» **TASK STATEMENT**: Pick out each line below that contains the string "segment" and copy it. Letter case counts when matching.

────────────────────────────────────────

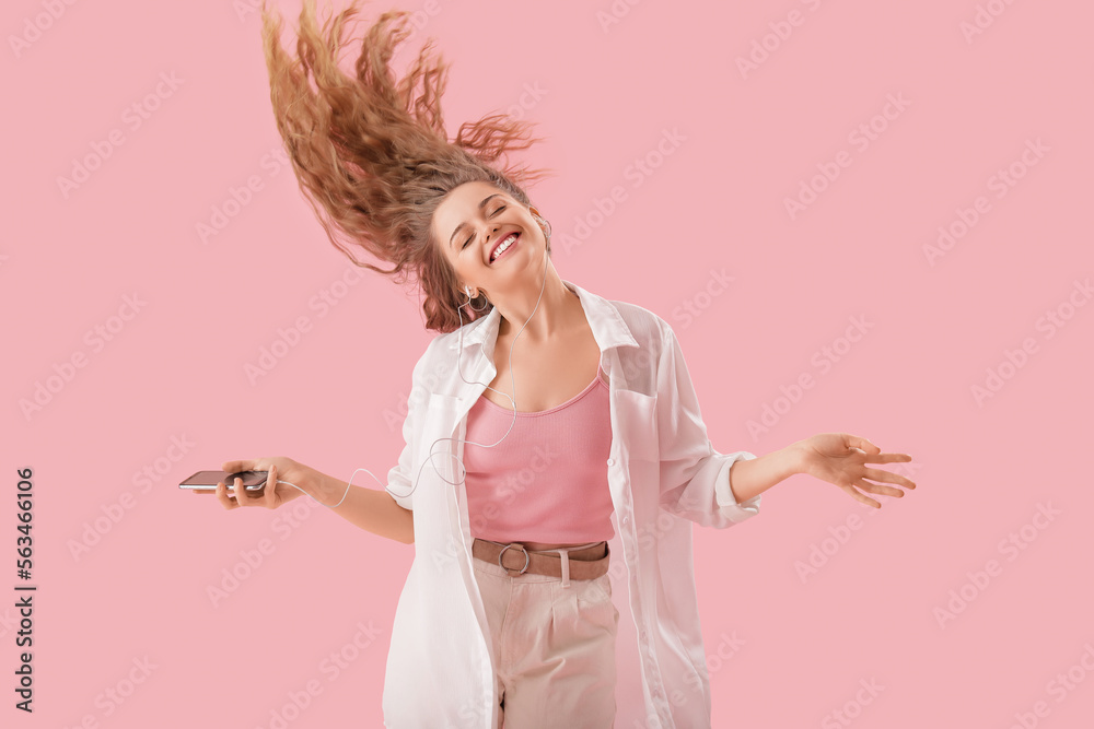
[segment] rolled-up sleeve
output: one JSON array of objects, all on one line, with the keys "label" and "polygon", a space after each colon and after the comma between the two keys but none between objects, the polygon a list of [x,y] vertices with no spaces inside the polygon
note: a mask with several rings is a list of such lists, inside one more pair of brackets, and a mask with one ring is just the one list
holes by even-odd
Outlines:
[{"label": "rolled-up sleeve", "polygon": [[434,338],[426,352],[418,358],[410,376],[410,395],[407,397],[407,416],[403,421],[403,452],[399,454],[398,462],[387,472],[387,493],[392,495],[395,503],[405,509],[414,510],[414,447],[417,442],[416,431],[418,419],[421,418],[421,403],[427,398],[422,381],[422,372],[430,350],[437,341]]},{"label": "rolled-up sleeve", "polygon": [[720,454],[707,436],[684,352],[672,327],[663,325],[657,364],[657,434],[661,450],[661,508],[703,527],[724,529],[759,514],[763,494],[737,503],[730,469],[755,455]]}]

────────────────────────────────────────

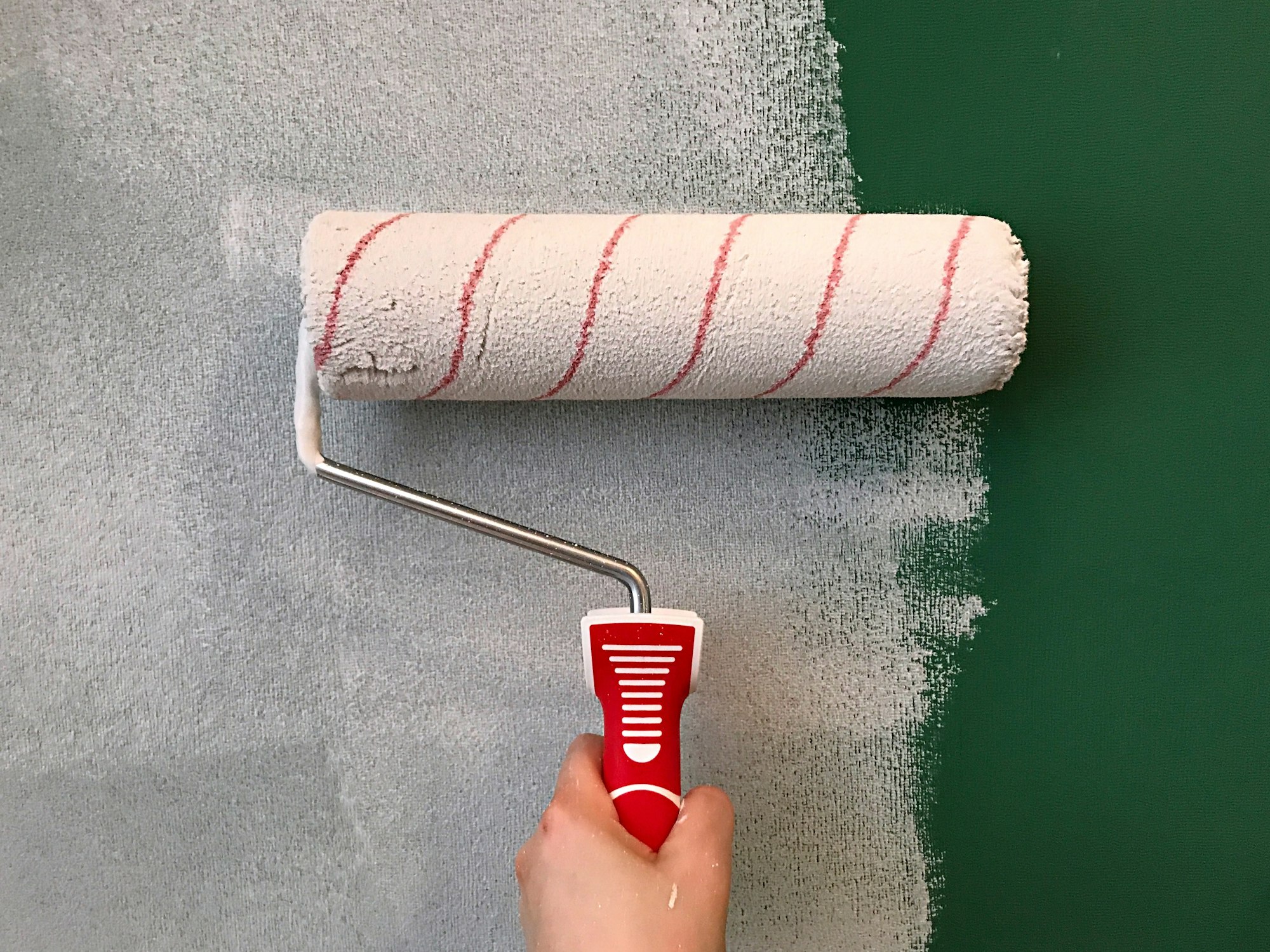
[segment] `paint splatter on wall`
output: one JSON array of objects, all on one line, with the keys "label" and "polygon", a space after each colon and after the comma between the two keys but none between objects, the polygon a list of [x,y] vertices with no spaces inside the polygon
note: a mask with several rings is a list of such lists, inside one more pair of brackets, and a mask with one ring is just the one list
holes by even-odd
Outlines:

────────────────────────────────────────

» **EXERCISE RESPONSE**:
[segment] rolled-up sleeve
[segment] `paint splatter on wall`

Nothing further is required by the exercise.